ENTRIES SHOWN:
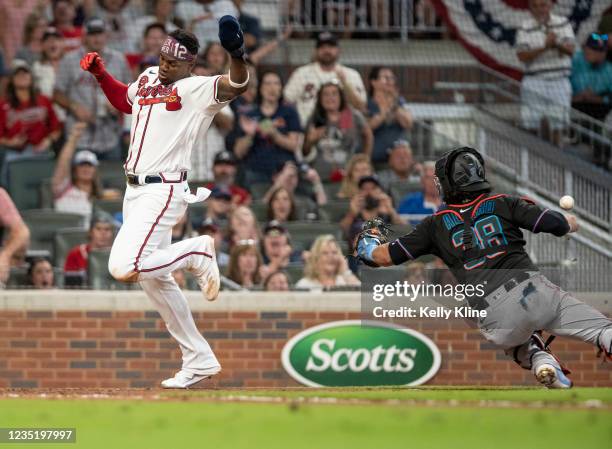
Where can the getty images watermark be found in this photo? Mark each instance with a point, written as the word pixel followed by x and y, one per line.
pixel 385 295
pixel 418 292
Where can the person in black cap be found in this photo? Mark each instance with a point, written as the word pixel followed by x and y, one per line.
pixel 305 81
pixel 592 86
pixel 479 236
pixel 224 173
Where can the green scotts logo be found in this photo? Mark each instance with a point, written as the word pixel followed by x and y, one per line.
pixel 355 353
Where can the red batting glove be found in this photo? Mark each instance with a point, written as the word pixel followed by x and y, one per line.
pixel 94 64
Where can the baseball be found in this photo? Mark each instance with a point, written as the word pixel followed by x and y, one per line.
pixel 566 202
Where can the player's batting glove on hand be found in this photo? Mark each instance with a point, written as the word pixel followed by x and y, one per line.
pixel 231 37
pixel 94 64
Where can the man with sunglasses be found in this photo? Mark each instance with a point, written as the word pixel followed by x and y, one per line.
pixel 545 45
pixel 592 87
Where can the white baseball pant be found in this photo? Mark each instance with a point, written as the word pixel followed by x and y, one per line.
pixel 142 253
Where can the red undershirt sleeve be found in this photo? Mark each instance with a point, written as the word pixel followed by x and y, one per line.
pixel 116 92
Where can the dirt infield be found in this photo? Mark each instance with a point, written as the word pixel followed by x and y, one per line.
pixel 428 397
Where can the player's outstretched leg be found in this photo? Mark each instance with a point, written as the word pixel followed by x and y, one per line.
pixel 536 356
pixel 199 361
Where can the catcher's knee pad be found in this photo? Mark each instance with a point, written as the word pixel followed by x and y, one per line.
pixel 523 354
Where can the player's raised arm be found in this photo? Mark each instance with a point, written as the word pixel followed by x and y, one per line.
pixel 115 90
pixel 232 39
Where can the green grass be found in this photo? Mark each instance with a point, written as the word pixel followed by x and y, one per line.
pixel 295 425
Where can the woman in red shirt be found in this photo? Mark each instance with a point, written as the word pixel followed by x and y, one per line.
pixel 28 123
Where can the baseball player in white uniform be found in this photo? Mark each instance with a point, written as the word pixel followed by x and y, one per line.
pixel 169 108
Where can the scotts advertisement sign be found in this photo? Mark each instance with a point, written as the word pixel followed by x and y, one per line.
pixel 360 353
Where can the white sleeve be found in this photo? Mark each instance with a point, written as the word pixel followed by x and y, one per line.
pixel 357 84
pixel 204 93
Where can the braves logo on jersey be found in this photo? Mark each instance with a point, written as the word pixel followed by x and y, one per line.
pixel 158 94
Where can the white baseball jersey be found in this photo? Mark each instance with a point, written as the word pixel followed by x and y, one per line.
pixel 166 120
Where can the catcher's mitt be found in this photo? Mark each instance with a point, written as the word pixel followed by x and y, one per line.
pixel 373 232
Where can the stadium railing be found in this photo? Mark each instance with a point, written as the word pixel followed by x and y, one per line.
pixel 353 16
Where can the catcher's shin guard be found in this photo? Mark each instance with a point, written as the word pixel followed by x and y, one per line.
pixel 523 355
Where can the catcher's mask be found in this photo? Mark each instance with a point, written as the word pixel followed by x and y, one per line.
pixel 459 171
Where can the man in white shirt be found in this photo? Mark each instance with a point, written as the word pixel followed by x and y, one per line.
pixel 545 44
pixel 305 81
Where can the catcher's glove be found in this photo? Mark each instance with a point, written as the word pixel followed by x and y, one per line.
pixel 373 234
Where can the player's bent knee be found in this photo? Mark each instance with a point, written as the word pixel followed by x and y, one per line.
pixel 122 271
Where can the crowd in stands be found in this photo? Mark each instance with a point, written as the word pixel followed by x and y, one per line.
pixel 322 148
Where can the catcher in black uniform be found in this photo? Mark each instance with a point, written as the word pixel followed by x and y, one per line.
pixel 478 235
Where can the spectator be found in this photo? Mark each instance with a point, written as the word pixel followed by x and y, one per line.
pixel 16 239
pixel 219 204
pixel 388 116
pixel 276 249
pixel 33 31
pixel 40 274
pixel 148 47
pixel 215 58
pixel 335 132
pixel 120 15
pixel 201 17
pixel 306 81
pixel 212 141
pixel 358 167
pixel 28 123
pixel 244 265
pixel 369 202
pixel 12 23
pixel 224 174
pixel 101 234
pixel 64 15
pixel 78 92
pixel 310 190
pixel 163 16
pixel 545 44
pixel 243 105
pixel 76 186
pixel 281 206
pixel 45 69
pixel 278 281
pixel 270 133
pixel 211 227
pixel 592 87
pixel 402 166
pixel 243 226
pixel 424 202
pixel 326 266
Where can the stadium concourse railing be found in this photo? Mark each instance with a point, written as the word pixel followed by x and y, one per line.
pixel 399 17
pixel 521 164
pixel 500 96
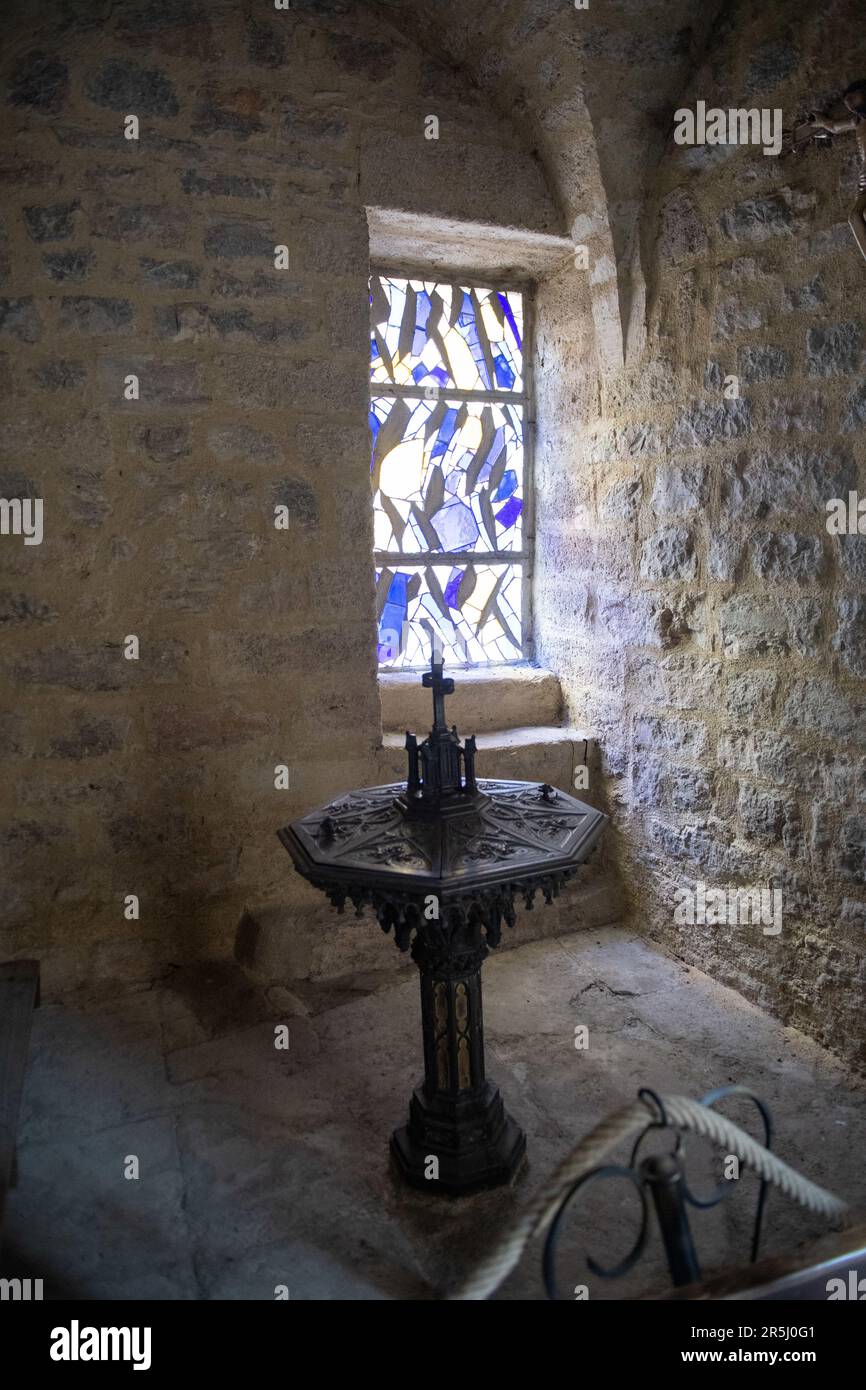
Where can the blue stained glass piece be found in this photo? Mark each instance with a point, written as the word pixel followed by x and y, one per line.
pixel 452 587
pixel 446 431
pixel 456 526
pixel 394 613
pixel 505 377
pixel 506 487
pixel 509 513
pixel 423 307
pixel 509 314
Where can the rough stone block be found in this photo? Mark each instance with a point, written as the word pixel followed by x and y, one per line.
pixel 669 555
pixel 781 555
pixel 755 626
pixel 850 638
pixel 92 314
pixel 125 86
pixel 836 349
pixel 53 223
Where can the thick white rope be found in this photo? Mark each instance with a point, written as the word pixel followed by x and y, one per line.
pixel 623 1125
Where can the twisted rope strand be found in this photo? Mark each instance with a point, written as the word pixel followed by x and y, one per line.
pixel 623 1125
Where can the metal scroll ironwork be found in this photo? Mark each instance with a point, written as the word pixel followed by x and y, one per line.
pixel 660 1183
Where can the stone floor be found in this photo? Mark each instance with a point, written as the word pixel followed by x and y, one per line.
pixel 262 1166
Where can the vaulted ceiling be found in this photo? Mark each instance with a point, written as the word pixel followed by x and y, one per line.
pixel 592 92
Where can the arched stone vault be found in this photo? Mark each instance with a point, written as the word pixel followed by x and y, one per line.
pixel 594 95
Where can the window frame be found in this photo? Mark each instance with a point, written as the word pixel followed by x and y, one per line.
pixel 526 399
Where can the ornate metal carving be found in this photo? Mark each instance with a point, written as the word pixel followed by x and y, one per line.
pixel 441 861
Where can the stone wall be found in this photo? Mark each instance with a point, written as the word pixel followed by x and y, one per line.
pixel 154 257
pixel 704 622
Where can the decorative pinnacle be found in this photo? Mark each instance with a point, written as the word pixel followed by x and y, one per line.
pixel 441 687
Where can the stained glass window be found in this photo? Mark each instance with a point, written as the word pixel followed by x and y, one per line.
pixel 446 416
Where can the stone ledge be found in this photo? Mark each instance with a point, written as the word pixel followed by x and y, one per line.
pixel 484 701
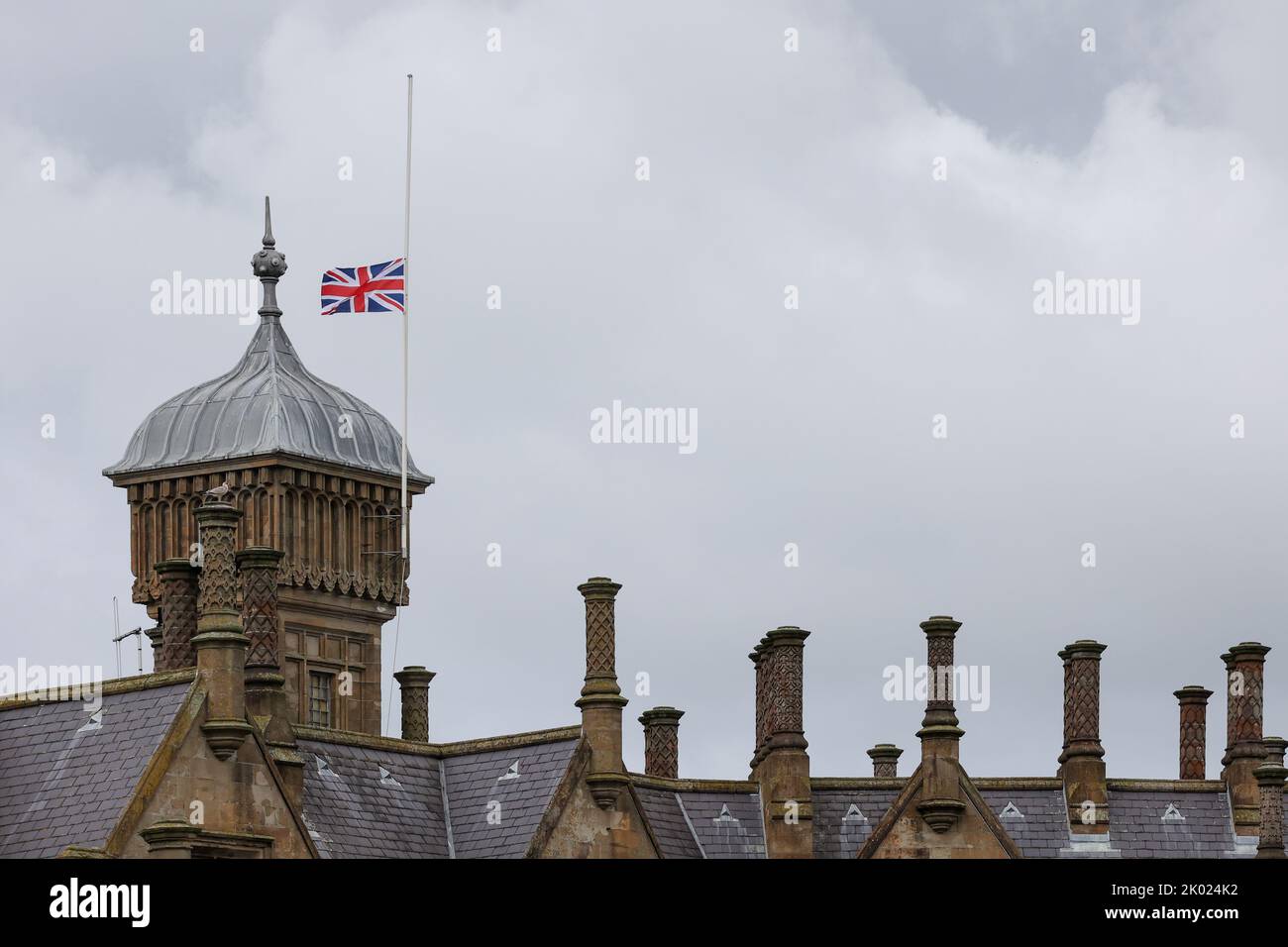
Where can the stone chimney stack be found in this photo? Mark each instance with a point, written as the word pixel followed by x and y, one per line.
pixel 1270 785
pixel 1082 762
pixel 760 661
pixel 178 579
pixel 782 768
pixel 885 761
pixel 1244 749
pixel 601 699
pixel 662 742
pixel 413 685
pixel 219 642
pixel 940 736
pixel 1275 748
pixel 1193 699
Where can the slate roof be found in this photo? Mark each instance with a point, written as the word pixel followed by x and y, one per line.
pixel 1201 825
pixel 840 832
pixel 356 810
pixel 726 825
pixel 670 825
pixel 1041 826
pixel 64 776
pixel 476 785
pixel 353 810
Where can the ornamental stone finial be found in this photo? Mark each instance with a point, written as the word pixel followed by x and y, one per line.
pixel 269 265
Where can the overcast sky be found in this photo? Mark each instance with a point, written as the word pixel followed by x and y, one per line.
pixel 767 169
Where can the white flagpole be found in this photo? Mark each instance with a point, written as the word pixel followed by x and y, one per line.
pixel 406 303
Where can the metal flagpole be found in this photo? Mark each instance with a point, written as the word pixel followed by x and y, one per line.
pixel 402 562
pixel 406 303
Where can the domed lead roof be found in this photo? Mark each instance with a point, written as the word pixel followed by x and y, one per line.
pixel 267 403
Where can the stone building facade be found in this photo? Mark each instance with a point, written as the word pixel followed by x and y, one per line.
pixel 266 545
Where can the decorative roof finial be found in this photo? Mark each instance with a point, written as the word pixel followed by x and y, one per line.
pixel 269 265
pixel 268 224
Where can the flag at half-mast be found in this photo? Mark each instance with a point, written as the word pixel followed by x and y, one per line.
pixel 380 287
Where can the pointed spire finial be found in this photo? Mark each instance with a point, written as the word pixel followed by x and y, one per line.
pixel 268 224
pixel 269 265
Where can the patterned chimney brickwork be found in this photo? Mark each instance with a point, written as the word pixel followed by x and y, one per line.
pixel 178 587
pixel 601 699
pixel 782 762
pixel 220 643
pixel 1270 785
pixel 885 761
pixel 1245 749
pixel 1193 733
pixel 413 684
pixel 1275 748
pixel 940 737
pixel 1082 764
pixel 258 569
pixel 662 742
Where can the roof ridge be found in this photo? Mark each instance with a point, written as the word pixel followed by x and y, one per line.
pixel 114 685
pixel 506 741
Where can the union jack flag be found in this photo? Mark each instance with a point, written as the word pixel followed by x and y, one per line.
pixel 364 289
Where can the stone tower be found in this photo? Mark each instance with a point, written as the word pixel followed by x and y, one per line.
pixel 316 474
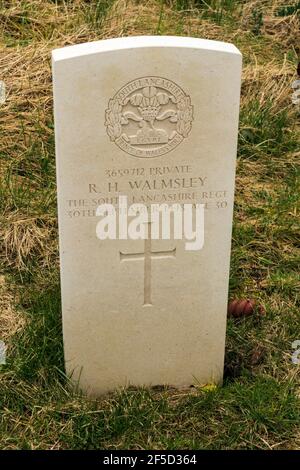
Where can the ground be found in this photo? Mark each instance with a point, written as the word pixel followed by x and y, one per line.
pixel 258 405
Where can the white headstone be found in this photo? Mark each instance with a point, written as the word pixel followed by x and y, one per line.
pixel 154 119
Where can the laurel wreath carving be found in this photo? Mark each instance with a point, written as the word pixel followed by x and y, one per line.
pixel 114 118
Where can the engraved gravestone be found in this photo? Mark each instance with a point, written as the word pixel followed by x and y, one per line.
pixel 153 120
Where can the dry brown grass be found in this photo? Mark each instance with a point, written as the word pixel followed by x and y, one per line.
pixel 11 320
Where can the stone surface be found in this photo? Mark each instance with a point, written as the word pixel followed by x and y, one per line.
pixel 145 312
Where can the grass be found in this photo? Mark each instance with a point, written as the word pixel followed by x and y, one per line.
pixel 258 406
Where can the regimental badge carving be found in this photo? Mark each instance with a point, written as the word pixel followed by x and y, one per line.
pixel 149 117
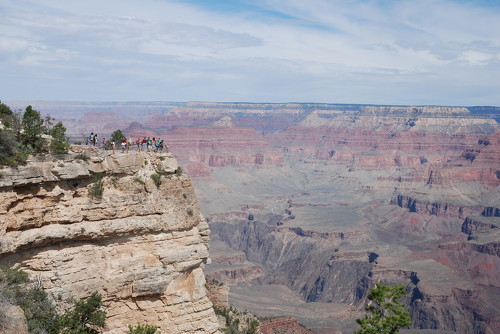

SET TASK: Convert everything in the listing above, from its start down to the line containing "pixel 428 397", into a numbered list with no blank lines. Leave the pictures out.

PROBLEM SOLUTION:
1. Where can the getty images watermark be found in this photo? Mark each instance with a point, written as the word pixel followed by x and y, one per line.
2. pixel 385 295
3. pixel 418 292
4. Where can the person in black cap be found in this photo? Mark each instance with a point, written as the word pixel followed by x and y, one per line.
5. pixel 305 81
6. pixel 592 86
7. pixel 479 236
8. pixel 224 173
9. Where can the green scotts logo be found in this photo? Mark each instance with a point, written as the word pixel followed by x and y, one per line.
10. pixel 355 353
11. Where can the red batting glove be found in this photo? Mark each instance with a point, written as the word pixel followed by x and y, one per line.
12. pixel 94 64
13. Where can the baseball be found in this photo? Mark each instance with a point, written as the word pixel followed by x and y, one per line.
14. pixel 566 202
15. Where can the player's batting glove on hand be found in this photo? Mark each instance with a point, written as the word pixel followed by x and y, one per line.
16. pixel 231 37
17. pixel 94 64
18. Where can the man with sunglasses be found in this photo? Mark each instance with a point, written as the word pixel followed by x and y, one per line.
19. pixel 545 45
20. pixel 592 87
21. Where can the white baseball pant be found in this photo? Mark each instance with a point, written as the word pixel followed by x and y, one per line.
22. pixel 142 253
23. Where can the red undershirt sleeve be found in this photo? Mark each instance with a point, written as the word pixel followed by x and y, one per line.
24. pixel 116 92
25. Where can the dirt infield be found in this photo? Mark each instance with a point, written as the word pixel followed by x and y, one per line.
26. pixel 428 397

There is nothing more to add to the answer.